GIVEN RECORDS →
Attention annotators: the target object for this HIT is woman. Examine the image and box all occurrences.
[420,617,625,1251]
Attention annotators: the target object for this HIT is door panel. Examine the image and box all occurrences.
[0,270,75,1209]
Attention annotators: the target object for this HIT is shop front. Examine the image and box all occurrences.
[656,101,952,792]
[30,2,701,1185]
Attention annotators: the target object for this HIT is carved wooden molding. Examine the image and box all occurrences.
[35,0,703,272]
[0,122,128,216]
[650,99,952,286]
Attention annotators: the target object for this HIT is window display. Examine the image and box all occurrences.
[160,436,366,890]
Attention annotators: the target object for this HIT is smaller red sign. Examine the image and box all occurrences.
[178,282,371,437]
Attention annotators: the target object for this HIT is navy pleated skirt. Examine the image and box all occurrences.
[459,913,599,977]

* * *

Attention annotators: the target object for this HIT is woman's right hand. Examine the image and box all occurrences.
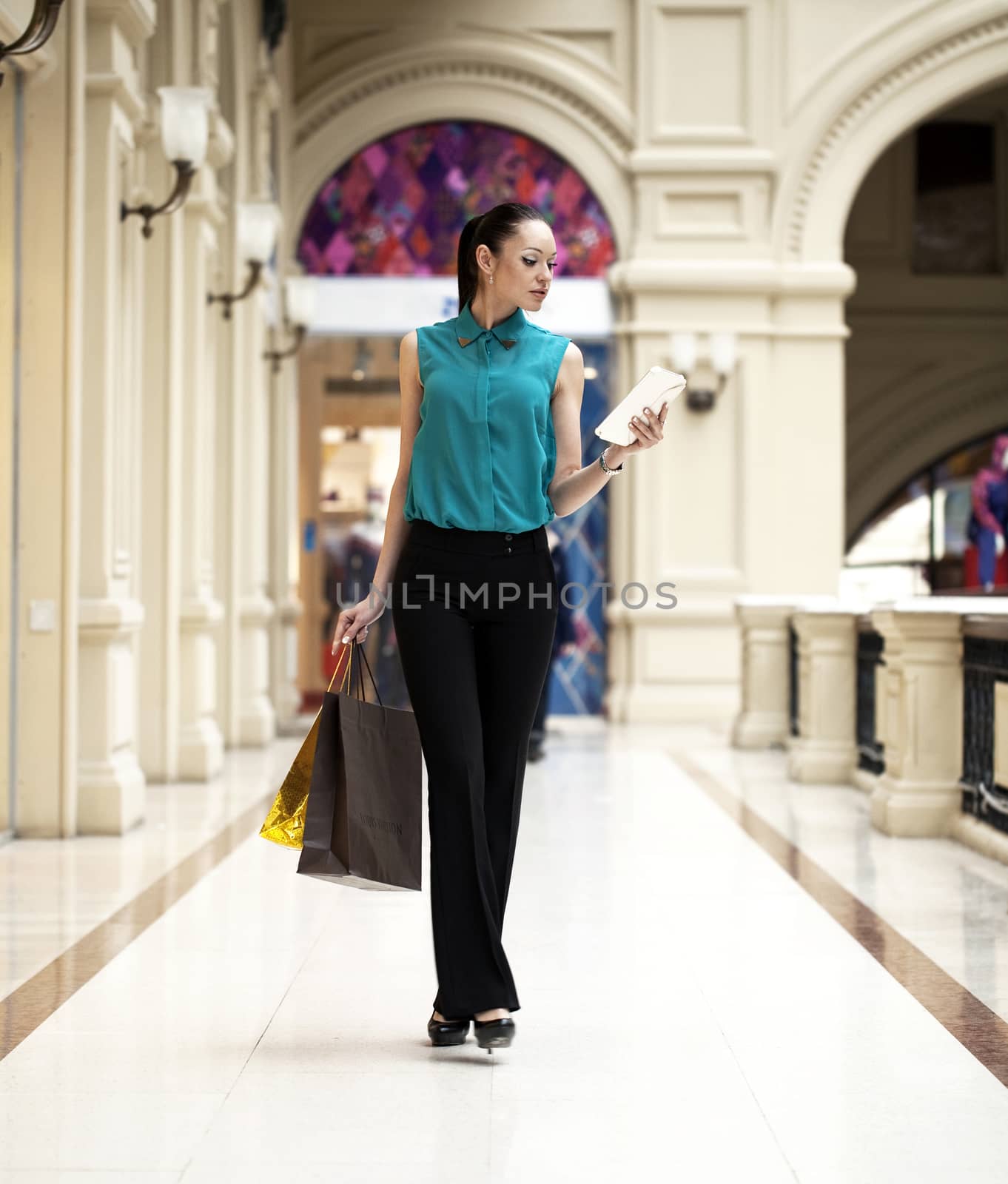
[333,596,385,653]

EXERCISE OBJECTIVE → Reproduce the listing verbatim from the line with "Attention annotators: the target object for this HIT is navy" to the line with "[459,913,599,977]", both included.

CORRECT ANSWER →
Attention annotators: the target object for this HIT is navy pleated skirt. Examine the image and box all occurrences.
[459,913,599,977]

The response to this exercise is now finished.